Give every line of the material, from the one containing "Mark each instance of the dog's open" down to the very end, as a JSON list of strings with one string per line and blank lines left out.
═══ Given data
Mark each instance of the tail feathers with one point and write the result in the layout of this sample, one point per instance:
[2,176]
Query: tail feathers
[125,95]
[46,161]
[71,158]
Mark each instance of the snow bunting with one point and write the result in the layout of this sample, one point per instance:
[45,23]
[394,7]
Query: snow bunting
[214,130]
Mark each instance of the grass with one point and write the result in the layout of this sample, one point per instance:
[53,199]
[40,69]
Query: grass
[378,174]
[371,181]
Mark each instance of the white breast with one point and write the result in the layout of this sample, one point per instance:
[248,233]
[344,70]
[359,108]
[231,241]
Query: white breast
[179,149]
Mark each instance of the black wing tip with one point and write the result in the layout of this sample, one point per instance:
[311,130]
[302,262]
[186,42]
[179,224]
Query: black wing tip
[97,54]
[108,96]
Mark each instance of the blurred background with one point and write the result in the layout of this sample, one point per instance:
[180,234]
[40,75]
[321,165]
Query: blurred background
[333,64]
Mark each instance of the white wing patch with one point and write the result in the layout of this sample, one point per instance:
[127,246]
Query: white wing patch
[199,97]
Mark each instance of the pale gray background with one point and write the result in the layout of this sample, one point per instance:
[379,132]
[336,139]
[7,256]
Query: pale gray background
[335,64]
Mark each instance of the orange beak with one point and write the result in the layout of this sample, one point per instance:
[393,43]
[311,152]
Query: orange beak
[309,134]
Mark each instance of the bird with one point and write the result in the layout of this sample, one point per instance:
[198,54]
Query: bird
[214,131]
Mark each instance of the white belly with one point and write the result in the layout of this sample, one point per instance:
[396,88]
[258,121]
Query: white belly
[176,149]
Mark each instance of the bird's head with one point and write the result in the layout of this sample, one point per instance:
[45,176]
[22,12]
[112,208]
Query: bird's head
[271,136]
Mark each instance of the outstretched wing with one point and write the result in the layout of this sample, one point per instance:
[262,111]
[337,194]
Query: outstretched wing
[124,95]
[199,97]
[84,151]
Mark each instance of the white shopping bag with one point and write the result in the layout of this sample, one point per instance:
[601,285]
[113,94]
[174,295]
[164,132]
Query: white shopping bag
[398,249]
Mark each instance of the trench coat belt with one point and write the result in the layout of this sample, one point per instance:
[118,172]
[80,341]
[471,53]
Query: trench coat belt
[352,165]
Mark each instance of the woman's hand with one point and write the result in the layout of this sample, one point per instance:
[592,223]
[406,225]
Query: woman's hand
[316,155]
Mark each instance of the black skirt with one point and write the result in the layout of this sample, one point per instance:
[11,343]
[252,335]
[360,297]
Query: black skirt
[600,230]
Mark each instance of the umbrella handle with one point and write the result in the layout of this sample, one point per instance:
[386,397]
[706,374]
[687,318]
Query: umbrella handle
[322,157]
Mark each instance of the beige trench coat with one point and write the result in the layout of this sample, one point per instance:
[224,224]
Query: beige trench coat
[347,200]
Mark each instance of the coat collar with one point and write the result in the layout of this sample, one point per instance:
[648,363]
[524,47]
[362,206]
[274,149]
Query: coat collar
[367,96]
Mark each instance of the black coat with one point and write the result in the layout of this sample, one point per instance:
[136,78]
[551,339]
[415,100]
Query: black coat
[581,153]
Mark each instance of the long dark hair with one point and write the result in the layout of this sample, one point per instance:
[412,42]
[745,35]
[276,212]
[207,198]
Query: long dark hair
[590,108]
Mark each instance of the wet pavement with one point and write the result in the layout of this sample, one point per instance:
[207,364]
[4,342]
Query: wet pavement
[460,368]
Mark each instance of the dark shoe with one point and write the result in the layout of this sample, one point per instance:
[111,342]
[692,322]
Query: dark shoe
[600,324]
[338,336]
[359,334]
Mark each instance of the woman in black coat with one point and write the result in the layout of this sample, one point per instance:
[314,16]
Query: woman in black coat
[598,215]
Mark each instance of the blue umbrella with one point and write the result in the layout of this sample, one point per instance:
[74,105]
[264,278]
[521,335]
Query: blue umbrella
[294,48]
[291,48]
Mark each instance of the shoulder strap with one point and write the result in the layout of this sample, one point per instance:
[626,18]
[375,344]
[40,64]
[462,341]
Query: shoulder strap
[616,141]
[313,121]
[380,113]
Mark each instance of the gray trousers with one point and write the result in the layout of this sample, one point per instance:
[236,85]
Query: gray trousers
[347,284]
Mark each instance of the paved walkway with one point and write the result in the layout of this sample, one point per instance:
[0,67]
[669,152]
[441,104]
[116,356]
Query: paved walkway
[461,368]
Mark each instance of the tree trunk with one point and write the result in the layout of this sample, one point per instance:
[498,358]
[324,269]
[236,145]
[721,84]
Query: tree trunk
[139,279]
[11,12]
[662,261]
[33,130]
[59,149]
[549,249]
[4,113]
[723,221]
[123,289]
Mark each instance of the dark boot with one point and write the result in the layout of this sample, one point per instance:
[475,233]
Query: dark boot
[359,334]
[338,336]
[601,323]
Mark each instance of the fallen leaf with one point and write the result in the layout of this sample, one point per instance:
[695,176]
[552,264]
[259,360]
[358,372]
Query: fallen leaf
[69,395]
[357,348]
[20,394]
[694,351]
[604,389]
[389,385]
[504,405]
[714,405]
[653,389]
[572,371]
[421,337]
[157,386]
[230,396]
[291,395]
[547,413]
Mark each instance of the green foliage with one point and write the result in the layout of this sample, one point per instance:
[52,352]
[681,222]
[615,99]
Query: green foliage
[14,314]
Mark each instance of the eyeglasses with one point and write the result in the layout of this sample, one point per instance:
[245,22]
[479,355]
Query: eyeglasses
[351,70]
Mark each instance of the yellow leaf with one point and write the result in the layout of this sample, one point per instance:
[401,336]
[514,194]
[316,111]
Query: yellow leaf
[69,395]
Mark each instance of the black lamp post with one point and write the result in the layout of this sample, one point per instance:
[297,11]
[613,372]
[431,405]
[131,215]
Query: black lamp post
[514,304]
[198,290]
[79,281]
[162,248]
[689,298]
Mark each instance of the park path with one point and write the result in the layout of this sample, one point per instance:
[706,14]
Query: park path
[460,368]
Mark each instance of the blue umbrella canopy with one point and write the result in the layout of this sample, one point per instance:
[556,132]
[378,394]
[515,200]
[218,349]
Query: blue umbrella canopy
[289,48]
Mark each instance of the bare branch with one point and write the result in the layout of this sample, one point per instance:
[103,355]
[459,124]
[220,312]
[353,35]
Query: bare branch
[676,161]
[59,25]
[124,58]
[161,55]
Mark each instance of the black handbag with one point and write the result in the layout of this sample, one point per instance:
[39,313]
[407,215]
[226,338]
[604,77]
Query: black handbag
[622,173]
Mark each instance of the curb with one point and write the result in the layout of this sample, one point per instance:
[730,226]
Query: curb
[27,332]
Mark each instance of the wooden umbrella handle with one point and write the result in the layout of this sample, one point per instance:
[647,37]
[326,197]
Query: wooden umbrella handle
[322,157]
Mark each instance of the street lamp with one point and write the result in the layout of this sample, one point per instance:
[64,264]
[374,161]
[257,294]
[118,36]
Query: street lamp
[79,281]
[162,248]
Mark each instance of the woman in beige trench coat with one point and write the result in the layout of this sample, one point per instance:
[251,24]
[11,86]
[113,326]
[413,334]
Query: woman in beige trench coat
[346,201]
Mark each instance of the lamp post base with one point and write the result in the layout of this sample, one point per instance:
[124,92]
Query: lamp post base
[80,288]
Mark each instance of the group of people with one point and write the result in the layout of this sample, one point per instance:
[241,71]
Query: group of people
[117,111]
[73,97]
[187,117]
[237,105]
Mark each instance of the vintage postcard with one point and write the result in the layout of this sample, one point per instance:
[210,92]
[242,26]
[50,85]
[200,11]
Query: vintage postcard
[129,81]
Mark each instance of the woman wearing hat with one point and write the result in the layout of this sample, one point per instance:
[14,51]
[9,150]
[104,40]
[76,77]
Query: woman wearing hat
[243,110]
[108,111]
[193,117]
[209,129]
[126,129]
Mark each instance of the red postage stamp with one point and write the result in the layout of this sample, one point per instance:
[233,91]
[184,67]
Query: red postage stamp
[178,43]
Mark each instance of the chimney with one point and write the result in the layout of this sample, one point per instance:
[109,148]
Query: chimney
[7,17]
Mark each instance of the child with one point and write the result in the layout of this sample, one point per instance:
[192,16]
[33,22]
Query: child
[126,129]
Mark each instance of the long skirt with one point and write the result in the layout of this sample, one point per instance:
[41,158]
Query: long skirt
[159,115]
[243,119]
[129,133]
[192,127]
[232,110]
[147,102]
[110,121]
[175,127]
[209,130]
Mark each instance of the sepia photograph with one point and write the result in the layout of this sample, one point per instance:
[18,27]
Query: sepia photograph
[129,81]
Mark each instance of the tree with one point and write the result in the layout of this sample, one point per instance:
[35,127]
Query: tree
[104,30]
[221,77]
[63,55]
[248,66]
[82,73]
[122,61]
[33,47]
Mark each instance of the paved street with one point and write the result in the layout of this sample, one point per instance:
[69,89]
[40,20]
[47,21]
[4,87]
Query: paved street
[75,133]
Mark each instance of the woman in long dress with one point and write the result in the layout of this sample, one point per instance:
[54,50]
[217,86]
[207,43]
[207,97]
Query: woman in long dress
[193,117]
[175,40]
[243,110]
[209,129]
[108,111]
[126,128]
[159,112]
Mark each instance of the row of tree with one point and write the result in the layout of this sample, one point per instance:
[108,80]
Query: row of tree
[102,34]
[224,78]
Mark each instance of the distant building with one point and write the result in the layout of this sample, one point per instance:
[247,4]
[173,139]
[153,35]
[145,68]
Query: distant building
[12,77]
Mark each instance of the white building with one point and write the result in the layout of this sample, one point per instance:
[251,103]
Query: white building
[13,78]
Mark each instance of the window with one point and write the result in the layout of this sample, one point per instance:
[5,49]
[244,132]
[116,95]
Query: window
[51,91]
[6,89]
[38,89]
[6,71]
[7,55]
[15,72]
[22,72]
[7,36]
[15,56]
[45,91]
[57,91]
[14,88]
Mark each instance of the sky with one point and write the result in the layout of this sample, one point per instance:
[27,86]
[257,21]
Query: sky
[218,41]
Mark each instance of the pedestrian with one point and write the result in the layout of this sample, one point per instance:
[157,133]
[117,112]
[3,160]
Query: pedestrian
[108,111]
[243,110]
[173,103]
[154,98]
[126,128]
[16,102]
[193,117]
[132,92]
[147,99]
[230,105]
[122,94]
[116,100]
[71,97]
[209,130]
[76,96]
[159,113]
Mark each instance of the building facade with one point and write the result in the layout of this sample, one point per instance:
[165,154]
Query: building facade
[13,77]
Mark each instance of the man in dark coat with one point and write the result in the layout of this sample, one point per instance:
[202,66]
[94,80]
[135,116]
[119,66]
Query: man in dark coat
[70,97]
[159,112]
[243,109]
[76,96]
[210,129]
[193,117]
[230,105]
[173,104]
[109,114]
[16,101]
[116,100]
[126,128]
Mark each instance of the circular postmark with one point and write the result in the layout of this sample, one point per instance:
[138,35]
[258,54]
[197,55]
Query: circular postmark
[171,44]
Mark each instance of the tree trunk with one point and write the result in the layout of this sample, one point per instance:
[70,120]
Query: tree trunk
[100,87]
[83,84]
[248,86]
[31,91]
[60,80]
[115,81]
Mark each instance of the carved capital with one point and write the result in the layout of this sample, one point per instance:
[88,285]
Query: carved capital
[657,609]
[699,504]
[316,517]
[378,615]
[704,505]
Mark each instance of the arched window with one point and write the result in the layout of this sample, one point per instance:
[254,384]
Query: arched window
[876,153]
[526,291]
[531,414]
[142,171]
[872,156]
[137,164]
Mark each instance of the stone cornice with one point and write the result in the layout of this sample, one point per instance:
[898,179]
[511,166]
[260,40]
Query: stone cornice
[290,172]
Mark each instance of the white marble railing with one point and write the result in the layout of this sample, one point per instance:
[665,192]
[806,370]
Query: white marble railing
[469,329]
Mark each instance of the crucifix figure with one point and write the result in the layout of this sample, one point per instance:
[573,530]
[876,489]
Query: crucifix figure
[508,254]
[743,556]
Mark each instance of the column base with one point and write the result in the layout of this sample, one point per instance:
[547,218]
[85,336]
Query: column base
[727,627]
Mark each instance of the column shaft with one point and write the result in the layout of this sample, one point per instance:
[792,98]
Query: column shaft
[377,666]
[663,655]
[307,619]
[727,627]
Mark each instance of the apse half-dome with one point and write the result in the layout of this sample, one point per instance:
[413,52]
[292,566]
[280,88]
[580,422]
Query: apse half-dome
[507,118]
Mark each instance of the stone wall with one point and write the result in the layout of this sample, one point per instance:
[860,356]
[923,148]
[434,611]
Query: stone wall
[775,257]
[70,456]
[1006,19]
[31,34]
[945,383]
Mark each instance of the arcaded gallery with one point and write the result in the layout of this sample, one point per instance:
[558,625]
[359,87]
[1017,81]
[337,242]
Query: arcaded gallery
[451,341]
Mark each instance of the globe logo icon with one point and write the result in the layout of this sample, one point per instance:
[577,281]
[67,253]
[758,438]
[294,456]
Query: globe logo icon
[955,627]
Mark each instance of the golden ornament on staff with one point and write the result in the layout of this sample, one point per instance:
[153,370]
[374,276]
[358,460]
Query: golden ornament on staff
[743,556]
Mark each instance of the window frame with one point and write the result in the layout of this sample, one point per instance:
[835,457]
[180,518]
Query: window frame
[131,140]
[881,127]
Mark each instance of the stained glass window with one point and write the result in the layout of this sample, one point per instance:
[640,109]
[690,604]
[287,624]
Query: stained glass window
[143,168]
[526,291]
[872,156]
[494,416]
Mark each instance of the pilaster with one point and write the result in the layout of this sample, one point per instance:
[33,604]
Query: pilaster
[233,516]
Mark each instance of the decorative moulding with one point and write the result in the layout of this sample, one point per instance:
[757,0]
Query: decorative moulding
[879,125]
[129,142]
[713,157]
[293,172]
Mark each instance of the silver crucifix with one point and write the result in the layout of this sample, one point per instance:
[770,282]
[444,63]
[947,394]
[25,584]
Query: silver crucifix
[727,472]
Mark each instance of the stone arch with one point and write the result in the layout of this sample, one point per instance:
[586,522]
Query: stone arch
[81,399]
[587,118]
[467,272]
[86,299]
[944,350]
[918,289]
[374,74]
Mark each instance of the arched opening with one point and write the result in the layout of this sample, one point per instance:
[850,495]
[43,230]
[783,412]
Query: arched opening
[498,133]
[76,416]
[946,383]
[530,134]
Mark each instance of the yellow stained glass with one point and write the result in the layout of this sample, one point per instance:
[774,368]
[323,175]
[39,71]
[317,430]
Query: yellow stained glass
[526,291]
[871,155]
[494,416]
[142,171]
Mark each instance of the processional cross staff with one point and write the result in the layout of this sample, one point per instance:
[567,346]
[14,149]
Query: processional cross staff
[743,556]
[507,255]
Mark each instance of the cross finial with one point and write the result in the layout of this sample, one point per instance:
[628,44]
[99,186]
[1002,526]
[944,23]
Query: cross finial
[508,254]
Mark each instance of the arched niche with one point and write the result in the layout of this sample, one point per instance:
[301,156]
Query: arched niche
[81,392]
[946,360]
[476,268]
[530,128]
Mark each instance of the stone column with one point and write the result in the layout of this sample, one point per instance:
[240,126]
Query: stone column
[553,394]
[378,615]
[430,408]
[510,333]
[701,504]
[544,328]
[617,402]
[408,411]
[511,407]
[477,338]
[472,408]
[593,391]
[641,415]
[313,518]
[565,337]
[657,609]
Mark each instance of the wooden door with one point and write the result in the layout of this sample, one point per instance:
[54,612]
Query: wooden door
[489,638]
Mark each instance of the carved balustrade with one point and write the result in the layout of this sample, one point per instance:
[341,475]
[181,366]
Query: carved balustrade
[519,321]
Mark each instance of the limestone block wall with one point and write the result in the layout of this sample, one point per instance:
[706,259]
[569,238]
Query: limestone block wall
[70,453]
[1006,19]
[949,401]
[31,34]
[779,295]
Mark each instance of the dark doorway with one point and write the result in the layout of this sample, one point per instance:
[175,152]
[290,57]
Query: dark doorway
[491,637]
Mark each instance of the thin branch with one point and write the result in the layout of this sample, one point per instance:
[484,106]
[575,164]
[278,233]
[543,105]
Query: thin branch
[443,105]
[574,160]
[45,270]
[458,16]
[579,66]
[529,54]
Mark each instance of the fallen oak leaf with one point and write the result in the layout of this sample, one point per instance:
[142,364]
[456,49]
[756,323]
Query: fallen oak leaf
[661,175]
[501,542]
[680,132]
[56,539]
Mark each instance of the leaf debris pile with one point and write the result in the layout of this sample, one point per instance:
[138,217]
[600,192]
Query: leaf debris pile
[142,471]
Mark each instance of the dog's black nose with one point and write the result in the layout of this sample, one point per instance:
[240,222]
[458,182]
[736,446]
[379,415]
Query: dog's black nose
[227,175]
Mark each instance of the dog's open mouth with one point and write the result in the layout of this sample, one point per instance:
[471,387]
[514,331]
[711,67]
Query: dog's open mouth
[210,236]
══════
* Output *
[
  "Mark each instance of the dog's open mouth with one point and write the result in the layout of this sample, one point per instance:",
  "[471,387]",
  "[514,331]",
  "[711,67]",
  "Query: dog's open mouth",
  "[210,236]"
]